begin
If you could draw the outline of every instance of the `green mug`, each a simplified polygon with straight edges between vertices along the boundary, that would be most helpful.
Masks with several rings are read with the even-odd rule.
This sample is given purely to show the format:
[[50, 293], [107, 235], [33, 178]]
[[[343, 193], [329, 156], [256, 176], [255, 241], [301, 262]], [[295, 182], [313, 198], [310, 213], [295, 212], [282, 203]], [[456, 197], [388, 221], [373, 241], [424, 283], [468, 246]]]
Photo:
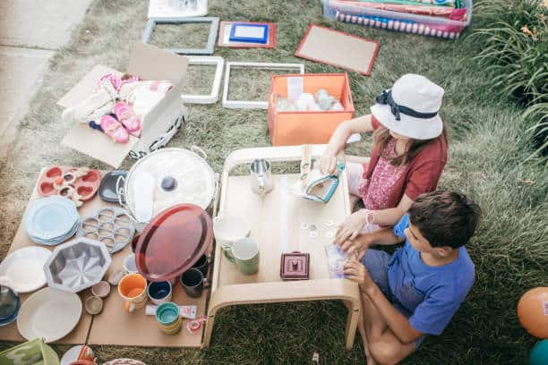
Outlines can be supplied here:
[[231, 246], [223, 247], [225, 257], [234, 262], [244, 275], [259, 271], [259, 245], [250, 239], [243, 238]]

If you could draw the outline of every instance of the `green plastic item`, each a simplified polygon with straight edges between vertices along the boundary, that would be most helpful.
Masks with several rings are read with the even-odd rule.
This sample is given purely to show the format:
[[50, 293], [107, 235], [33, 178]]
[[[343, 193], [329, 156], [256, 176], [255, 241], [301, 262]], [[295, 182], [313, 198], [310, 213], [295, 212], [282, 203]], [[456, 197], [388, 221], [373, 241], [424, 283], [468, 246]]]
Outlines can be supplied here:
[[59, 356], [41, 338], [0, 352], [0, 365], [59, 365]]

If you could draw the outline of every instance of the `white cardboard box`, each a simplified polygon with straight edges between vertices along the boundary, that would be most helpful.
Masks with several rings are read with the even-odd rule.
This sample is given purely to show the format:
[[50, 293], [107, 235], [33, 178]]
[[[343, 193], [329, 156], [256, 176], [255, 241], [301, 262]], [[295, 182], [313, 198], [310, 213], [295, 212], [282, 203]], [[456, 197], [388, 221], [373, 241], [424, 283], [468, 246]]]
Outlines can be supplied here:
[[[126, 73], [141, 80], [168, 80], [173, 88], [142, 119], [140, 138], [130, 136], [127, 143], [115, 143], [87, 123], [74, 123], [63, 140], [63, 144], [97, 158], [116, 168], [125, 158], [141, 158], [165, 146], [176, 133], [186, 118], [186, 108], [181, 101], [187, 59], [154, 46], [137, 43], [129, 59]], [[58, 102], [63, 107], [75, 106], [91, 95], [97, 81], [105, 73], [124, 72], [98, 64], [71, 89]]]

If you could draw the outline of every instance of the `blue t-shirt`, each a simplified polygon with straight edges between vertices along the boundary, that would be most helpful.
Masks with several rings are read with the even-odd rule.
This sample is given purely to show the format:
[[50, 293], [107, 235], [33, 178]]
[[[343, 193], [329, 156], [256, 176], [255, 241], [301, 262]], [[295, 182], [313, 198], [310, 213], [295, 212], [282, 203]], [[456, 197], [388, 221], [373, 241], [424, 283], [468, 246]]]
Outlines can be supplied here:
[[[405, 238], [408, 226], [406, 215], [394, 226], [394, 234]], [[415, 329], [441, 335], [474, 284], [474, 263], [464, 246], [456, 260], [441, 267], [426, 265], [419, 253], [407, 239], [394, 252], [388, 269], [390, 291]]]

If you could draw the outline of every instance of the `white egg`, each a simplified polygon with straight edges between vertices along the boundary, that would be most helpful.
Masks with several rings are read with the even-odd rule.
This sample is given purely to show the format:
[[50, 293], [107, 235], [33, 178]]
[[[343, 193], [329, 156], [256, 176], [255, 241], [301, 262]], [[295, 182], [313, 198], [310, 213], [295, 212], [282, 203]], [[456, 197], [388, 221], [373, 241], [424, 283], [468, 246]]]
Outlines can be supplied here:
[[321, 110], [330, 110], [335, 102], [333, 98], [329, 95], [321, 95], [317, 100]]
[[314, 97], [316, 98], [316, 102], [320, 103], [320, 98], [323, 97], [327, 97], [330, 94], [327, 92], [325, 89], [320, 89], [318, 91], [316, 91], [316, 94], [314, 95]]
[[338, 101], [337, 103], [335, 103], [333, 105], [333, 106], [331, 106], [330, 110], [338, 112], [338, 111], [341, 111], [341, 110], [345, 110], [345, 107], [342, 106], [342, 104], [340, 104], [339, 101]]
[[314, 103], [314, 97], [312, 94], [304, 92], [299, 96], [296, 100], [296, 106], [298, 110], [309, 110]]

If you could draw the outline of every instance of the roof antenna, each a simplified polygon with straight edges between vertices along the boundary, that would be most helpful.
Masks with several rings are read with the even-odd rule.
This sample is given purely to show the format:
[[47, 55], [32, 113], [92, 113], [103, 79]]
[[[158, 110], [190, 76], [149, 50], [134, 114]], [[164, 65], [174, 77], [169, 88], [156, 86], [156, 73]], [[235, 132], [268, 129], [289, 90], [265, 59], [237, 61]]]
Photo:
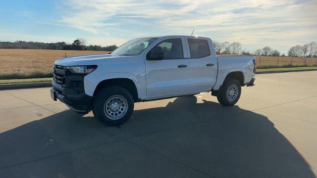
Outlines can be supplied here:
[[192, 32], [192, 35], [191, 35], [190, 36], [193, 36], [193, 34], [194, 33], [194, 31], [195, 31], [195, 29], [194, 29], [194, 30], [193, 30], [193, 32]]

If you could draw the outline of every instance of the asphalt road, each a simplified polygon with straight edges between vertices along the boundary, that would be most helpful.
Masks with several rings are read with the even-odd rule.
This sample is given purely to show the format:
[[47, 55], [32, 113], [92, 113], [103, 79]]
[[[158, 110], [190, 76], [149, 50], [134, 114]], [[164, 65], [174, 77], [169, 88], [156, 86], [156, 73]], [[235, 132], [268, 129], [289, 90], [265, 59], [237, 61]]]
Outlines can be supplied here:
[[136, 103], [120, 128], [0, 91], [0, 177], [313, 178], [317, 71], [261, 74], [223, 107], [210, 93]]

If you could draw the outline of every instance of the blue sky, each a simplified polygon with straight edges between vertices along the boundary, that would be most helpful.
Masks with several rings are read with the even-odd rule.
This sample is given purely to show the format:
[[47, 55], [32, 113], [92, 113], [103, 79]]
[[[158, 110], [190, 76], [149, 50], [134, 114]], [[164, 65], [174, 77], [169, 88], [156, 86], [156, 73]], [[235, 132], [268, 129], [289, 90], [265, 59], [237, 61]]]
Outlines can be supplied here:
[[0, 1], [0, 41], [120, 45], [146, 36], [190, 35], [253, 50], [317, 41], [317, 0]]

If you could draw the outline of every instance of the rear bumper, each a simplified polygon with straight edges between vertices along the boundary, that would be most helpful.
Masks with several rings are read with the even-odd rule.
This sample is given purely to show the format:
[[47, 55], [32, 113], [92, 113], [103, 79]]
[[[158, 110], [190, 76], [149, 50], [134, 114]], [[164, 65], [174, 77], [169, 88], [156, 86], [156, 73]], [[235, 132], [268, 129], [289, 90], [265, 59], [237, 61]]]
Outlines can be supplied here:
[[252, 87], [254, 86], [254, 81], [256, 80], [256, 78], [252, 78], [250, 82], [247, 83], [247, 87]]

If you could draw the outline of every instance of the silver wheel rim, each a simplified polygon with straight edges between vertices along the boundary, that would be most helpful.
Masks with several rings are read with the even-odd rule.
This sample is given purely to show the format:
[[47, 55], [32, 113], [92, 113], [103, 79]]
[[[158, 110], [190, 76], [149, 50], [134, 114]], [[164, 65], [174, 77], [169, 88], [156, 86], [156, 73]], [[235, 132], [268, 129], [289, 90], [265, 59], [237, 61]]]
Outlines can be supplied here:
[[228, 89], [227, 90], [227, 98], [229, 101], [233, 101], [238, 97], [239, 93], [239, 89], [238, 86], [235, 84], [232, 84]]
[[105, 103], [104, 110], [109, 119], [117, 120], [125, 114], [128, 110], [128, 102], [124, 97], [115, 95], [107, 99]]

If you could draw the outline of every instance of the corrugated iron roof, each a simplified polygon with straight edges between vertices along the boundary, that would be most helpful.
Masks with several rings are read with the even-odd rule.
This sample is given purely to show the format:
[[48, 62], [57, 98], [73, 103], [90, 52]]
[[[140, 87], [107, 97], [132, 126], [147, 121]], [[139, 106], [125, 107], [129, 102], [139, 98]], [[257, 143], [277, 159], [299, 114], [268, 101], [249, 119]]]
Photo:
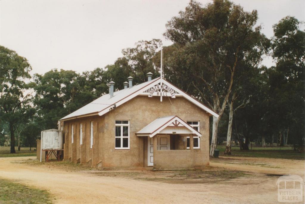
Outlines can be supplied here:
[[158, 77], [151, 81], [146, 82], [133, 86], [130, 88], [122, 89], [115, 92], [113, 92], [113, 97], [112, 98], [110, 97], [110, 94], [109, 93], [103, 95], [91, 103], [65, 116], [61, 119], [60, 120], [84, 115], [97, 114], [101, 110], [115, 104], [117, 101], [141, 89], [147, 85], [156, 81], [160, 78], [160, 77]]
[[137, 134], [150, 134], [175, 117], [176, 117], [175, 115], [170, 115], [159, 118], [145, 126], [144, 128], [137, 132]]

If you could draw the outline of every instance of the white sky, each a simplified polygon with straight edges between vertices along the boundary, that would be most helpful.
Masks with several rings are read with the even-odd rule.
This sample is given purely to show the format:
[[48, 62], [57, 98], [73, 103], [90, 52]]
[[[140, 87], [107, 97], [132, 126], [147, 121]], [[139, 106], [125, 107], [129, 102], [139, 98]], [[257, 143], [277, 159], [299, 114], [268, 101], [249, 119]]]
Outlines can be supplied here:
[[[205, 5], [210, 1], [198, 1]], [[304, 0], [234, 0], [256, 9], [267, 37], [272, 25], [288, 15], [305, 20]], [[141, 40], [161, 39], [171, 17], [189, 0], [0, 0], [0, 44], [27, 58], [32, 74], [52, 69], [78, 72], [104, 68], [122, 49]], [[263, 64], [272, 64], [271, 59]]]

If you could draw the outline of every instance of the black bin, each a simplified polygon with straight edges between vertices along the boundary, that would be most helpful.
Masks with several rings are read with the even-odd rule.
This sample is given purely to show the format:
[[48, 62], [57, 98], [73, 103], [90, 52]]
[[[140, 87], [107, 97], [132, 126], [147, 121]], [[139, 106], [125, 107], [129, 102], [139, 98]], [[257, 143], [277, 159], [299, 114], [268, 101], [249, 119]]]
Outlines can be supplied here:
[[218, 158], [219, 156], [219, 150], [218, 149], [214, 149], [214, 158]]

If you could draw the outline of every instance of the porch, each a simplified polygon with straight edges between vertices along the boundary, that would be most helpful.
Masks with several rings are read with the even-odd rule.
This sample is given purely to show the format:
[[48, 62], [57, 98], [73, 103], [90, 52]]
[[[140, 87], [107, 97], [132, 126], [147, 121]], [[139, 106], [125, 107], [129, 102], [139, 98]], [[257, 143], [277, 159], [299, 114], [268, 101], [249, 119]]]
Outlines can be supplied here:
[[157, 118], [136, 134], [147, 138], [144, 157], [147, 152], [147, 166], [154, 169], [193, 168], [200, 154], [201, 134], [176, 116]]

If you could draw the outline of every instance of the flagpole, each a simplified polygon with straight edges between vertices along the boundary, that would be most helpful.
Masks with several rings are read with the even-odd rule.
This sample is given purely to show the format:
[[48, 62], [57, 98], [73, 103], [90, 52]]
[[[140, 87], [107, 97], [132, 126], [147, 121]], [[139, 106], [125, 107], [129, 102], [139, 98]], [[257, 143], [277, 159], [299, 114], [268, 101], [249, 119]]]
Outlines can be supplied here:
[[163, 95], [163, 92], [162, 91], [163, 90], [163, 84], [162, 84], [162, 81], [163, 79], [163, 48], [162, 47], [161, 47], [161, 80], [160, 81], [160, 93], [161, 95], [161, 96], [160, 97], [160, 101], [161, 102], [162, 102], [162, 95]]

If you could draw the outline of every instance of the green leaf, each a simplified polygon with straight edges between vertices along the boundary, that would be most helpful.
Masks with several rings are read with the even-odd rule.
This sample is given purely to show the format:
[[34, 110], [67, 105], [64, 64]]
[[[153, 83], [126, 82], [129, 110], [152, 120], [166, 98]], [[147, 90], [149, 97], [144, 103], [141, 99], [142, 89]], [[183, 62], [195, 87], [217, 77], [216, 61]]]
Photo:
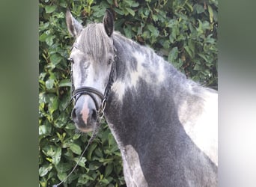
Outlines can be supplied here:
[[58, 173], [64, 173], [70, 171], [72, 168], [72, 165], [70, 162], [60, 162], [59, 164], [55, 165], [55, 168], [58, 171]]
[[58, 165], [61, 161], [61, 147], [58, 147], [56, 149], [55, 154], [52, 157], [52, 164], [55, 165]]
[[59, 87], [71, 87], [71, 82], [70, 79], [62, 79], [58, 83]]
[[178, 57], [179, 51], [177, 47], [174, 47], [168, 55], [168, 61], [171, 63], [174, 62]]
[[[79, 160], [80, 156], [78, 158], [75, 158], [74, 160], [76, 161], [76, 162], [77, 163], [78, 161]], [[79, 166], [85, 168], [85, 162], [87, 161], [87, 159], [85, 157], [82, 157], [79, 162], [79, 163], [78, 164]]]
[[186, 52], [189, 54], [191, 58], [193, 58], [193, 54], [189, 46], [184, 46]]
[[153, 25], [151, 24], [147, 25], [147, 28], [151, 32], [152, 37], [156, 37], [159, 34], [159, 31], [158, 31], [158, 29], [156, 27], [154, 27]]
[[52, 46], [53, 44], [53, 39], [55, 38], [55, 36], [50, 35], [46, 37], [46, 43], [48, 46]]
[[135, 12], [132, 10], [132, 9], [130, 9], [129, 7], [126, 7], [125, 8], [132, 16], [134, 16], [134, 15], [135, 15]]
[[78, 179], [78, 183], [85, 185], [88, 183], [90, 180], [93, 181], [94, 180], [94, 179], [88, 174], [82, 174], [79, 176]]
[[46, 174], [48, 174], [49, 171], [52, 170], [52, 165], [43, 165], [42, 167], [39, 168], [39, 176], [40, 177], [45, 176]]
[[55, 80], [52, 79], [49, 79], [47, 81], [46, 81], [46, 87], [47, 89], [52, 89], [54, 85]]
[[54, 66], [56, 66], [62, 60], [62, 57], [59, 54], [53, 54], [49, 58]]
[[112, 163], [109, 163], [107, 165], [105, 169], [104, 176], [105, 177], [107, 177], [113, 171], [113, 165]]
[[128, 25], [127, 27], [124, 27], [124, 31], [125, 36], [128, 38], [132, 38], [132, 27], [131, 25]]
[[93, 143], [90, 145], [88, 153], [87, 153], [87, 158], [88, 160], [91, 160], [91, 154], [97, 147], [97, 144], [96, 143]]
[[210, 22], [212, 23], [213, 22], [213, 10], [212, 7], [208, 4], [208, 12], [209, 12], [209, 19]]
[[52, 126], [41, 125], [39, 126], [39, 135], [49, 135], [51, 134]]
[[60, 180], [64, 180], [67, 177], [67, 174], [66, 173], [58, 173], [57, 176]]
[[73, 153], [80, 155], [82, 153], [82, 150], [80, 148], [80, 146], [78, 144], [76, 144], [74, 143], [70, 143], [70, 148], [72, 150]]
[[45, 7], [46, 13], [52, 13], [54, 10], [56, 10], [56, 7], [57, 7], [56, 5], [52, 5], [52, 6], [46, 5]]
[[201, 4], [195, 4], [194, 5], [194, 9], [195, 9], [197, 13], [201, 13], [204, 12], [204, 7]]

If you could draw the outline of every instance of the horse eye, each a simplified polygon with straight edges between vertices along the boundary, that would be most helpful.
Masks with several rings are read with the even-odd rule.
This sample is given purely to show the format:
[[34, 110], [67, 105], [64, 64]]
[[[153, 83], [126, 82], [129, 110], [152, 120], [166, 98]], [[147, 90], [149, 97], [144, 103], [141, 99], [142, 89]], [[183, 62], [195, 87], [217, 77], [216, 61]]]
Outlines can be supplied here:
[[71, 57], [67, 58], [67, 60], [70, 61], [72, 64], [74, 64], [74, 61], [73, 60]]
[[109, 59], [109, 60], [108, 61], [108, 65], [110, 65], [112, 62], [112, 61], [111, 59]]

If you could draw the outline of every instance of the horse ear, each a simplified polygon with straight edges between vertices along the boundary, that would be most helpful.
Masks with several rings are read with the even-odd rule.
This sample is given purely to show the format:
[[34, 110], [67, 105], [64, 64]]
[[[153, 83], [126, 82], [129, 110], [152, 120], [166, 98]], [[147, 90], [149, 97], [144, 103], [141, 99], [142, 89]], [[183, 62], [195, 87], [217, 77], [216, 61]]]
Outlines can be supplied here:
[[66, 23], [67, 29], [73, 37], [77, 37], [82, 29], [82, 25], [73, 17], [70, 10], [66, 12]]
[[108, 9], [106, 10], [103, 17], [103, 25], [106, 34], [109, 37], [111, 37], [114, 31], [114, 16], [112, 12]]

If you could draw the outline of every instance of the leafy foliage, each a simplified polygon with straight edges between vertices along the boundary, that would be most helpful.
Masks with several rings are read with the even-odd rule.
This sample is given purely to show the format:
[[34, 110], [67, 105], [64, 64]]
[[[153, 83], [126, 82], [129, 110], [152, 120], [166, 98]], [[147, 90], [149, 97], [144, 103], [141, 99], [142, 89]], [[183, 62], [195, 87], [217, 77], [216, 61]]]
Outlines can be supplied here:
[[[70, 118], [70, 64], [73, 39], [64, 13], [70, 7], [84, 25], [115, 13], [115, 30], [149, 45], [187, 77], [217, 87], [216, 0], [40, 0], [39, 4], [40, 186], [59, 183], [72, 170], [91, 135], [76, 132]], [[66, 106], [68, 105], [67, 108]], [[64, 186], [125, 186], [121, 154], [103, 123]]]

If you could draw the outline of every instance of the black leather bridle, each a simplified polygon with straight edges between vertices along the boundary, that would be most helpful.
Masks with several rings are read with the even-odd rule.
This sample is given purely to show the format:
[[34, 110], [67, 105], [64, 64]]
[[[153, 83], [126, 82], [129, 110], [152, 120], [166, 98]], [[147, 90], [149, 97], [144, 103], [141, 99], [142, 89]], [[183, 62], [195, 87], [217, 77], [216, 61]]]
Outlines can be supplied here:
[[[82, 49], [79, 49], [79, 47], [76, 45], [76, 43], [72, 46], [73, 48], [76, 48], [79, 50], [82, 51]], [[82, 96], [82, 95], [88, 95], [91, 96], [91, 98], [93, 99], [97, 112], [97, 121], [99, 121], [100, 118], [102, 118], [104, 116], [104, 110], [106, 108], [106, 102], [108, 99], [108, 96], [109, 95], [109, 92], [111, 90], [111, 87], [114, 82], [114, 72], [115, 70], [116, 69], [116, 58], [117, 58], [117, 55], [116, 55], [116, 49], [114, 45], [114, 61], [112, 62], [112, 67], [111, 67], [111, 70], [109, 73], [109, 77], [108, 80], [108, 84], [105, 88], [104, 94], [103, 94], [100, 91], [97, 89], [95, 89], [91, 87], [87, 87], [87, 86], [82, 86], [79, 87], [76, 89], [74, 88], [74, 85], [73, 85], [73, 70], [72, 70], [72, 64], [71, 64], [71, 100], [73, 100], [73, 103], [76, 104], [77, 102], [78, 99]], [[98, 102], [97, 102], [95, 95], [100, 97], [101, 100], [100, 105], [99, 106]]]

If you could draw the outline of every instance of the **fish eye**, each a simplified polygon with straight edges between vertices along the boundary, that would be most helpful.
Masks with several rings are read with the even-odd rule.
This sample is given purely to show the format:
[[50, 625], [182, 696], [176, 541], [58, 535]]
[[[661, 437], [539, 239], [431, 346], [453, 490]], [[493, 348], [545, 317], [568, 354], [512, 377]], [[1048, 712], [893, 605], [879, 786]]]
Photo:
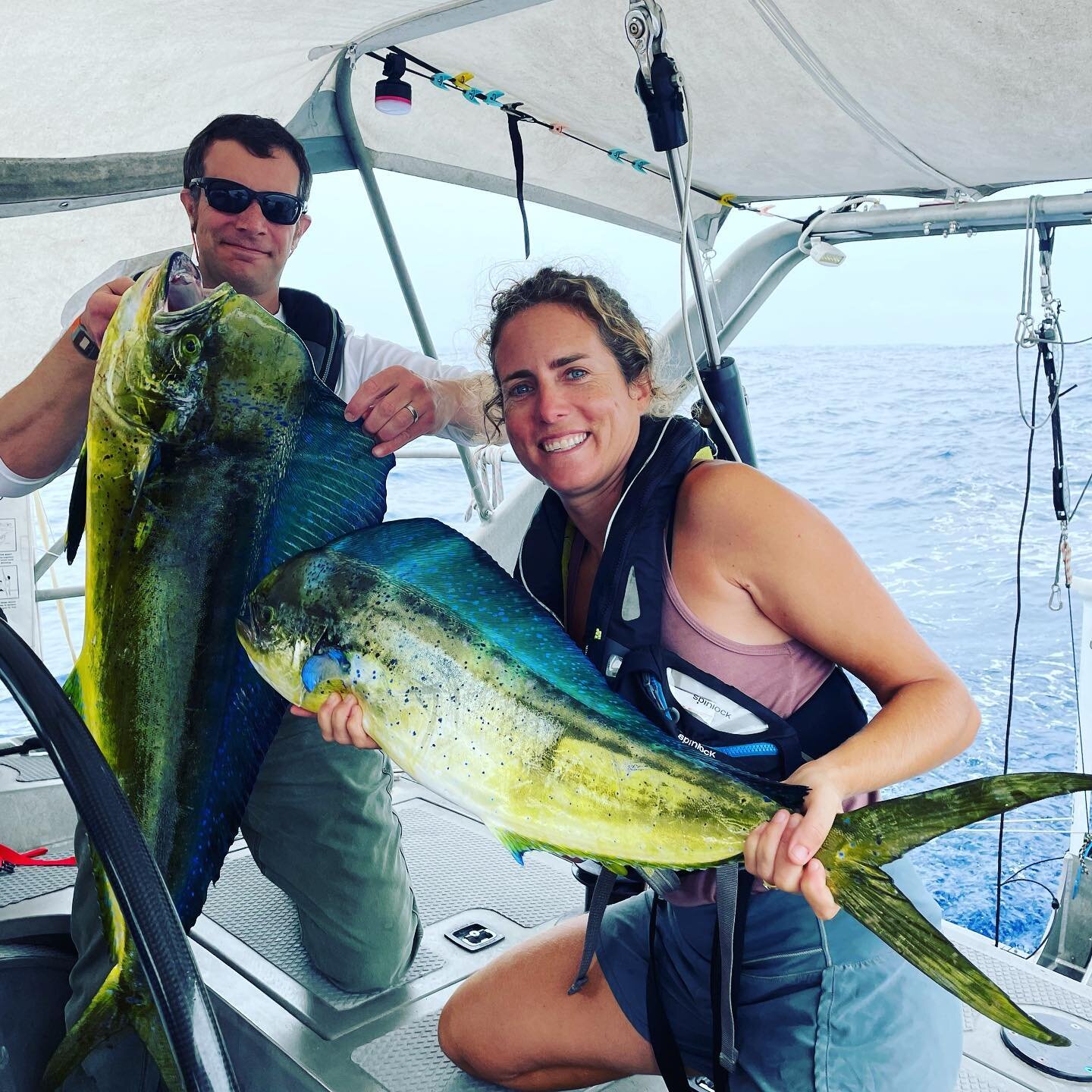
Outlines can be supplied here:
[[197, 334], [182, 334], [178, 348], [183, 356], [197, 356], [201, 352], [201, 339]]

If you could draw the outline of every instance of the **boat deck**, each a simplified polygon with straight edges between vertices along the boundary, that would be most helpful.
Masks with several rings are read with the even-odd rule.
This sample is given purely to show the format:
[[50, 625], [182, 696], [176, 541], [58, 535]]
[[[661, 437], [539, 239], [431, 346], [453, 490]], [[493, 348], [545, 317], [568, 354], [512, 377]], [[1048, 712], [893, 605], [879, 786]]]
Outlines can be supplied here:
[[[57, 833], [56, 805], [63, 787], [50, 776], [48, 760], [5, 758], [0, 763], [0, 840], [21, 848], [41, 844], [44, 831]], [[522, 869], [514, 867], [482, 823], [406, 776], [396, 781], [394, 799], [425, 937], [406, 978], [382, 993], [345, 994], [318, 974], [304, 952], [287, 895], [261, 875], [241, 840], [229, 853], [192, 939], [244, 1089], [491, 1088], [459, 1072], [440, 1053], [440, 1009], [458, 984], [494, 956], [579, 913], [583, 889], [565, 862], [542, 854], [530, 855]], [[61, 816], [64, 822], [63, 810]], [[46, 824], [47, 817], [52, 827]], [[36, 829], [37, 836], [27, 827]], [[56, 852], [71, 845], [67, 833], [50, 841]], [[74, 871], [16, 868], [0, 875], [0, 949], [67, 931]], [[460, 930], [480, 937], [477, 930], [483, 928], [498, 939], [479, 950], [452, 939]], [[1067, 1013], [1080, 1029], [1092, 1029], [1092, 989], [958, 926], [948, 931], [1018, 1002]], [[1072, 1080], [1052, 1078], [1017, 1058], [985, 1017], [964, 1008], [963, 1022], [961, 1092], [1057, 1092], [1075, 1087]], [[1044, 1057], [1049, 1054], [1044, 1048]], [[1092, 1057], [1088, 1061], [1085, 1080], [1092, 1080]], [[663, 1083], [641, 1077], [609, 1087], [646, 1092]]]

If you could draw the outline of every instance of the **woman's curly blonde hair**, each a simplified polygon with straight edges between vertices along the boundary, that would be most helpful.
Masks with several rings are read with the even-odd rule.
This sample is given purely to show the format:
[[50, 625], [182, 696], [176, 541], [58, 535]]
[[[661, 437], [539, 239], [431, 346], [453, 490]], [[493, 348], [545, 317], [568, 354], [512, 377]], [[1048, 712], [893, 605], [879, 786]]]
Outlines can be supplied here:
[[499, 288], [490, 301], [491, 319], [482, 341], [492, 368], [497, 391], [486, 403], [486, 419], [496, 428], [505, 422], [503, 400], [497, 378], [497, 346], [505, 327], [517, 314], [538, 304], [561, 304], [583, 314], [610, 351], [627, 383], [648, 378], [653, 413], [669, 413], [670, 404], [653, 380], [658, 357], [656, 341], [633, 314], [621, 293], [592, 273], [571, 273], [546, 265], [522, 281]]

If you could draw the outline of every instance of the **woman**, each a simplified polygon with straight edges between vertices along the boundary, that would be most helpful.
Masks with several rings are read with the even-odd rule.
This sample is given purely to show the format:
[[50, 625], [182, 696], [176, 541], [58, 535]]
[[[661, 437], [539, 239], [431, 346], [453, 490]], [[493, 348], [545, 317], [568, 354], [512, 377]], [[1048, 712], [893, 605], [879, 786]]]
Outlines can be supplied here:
end
■ Exercise prompt
Reproduce verbatim the lines of the records above, from the line containing "of the **fish" up to and including the line containing "352], [201, 339]]". Omit the pictures.

■ Output below
If you could draw the outline of every instance of the **fish eye**, each a simplified polygon with straight edges between vertices along the boundary, that would be most helpful.
Masks with several rings are read with the even-odd rule.
This sample is given purely to show the format:
[[50, 625], [182, 696], [176, 541], [58, 535]]
[[[661, 437], [539, 239], [431, 346], [453, 490]], [[493, 348], [545, 317], [568, 354], [512, 377]], [[1048, 712], [893, 605], [879, 786]]]
Photo:
Outlines can be supplied here:
[[197, 334], [182, 334], [178, 348], [183, 356], [197, 356], [201, 352], [201, 339]]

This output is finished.